Would you please write out each entry that follows, exactly as written?
--- Data for review Enclosed Below ---
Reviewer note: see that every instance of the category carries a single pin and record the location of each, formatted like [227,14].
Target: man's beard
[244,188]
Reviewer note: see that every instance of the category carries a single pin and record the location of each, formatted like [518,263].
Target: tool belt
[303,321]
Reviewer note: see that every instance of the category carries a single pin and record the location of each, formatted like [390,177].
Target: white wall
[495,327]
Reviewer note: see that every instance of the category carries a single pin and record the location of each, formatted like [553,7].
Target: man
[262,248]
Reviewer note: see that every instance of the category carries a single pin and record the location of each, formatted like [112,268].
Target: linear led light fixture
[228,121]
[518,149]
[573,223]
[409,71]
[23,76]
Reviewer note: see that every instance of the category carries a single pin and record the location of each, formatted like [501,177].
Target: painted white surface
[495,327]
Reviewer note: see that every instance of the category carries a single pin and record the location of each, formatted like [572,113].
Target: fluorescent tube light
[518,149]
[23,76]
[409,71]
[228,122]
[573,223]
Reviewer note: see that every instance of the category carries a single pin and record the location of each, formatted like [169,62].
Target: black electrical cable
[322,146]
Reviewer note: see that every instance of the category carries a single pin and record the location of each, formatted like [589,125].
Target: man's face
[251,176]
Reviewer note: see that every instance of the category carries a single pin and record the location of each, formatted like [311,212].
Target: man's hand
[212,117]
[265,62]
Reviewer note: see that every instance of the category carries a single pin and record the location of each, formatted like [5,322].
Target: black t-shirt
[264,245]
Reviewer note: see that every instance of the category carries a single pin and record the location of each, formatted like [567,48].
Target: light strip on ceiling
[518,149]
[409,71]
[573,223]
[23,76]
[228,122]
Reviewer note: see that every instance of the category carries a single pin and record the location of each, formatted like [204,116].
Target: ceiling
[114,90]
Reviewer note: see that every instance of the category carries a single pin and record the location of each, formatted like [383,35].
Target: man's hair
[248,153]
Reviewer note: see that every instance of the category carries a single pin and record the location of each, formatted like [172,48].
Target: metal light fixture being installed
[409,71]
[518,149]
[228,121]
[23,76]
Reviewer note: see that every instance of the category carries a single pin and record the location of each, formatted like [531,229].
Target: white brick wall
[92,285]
--- End of Enclosed Data for review ---
**Reply to the task**
Reviewer note: see that every instance of the category carries a single pin and record the location of each, formatted like [227,14].
Target: man's beard
[244,188]
Reviewer note: see that every instance of the category carries a single pin and record the location of each, formatted like [518,263].
Target: tool belt
[303,321]
Reviewer note: see that every instance of the category carries a single pin and record the location of each, formatted like [390,177].
Target: white wall
[495,327]
Reviewer note: see that every instance of the category carries a single pin and record the location of each, formatted like [553,7].
Target: man
[262,248]
Reviewer note: see that every instance of the category carries a single pin and record the location of each, formatted like [112,268].
Target: linear led light fixture
[228,121]
[518,149]
[573,223]
[409,71]
[23,76]
Reviewer note: see that every instance of the category carries a single pin and record the location of each, formatted like [501,177].
Target: painted white surface
[495,327]
Reviewer note: see that every instance of the category carries a single pin and record the location of each, formatted like [572,113].
Target: fluorescent tube light
[518,149]
[23,76]
[409,71]
[228,122]
[573,223]
Reviewer note: see that every instance of the category carries a single pin and record the location of each, formatted like [169,62].
Target: black electrical cable
[322,146]
Reviewer note: see that every instance of the category carries a single pin and record the location of each, formatted like [589,125].
Target: man's face
[251,176]
Reviewer note: see that every instance of the category carries a single pin and record the location of each, formatted like [311,212].
Target: man's hand
[212,117]
[265,62]
Reviewer note: see that every instance of the category carries a single pin and record the location of each, formatted like [5,322].
Target: black t-shirt
[264,245]
Reviewer note: see that every instance of the category carries a single pin and record the location of each, formatted like [567,48].
Target: light strip on ceiling
[518,149]
[409,71]
[573,223]
[23,76]
[228,122]
Reviewer note: see that every instance of the category carries a single pin and record the location of each, formatted like [204,116].
Target: ceiling
[114,90]
Reviewer note: see that every instance of the category carries a single pin and record the location of each, formatted like [383,35].
Target: man's hair
[248,153]
Reviewer note: see that every instance of the category carries a single pin and record the location of each, formatted like [172,48].
Target: metal light fixture being installed
[409,71]
[518,149]
[228,121]
[23,76]
Reviewer note: see that every instance of the category carries a single pin and record the location of each, formatted like [531,229].
Target: white brick wall
[92,285]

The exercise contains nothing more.